- **Required task a**: Gather every row of the records that contains the string "terracotta". Case counts.

- **Text section**:

R.U.S.E.

For years the real-time strategy genre (RTS) has been mired in the turgid, tiberium soaked legacy of Command & Conquer. Once a pioneering game, it’s regular as clockwork sequels have done little to improve the series beyond the occasional graphical overhaul and a handful of new units. The formula always remained the same: build base, farm resources, amass army and storm your enemy with enough troops to ideally drop the frame-rate. Other strategies could be undertaken by the hardcore (like storming a base with a hand full of cigar-chomping commandos) but they were rarely encouraged by a game that was in essence, as subtle as a breezeblock strapped to a nuke. Other series’ emerged, most famously Age of Empires, but were little more than copies in historical garb.

- **Required task b**: Summarize the passage on the real-time strategy genre in two sentences.

- **Material to process**:

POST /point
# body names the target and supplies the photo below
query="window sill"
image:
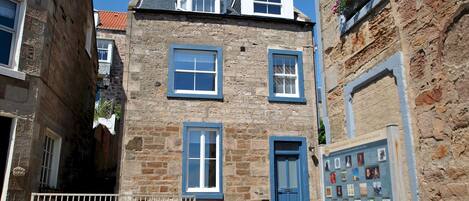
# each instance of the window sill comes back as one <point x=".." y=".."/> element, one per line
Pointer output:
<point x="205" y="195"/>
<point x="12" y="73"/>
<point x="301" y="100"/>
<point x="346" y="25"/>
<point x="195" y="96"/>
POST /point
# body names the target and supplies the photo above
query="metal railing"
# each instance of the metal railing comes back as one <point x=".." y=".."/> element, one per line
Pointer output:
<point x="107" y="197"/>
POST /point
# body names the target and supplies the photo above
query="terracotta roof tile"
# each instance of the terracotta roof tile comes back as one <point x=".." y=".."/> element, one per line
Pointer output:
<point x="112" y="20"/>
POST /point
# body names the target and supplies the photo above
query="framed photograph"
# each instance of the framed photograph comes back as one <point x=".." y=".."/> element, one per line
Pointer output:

---

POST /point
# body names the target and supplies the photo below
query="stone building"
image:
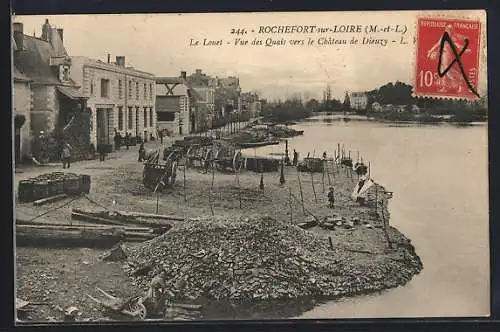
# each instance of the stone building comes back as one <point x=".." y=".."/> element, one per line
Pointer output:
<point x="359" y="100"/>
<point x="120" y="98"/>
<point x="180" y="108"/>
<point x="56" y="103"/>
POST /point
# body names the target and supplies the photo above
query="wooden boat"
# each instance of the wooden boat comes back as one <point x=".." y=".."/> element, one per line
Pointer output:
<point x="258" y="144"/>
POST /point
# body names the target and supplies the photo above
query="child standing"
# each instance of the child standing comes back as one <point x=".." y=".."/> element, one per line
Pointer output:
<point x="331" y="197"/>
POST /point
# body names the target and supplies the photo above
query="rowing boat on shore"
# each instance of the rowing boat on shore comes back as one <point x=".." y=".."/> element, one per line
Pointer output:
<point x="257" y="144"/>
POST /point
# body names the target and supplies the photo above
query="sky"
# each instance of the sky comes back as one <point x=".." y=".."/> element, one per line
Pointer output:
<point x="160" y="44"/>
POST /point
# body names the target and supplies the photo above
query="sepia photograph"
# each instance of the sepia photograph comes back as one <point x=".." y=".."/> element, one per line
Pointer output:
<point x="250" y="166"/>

- **Full answer a**:
query="terracotta roof tile"
# each instance of the terracotta roof tile comes back as one <point x=".." y=".."/> element, one per line

- **Full answer b**: The real-time strategy genre has long been stuck in the legacy of Command & Conquer, whose regular sequels did little beyond the occasional graphical overhaul and a handful of new units. Its formula never changed (build a base, farm resources, amass an army and storm the enemy), and other series such as Age of Empires were little more than copies in historical garb.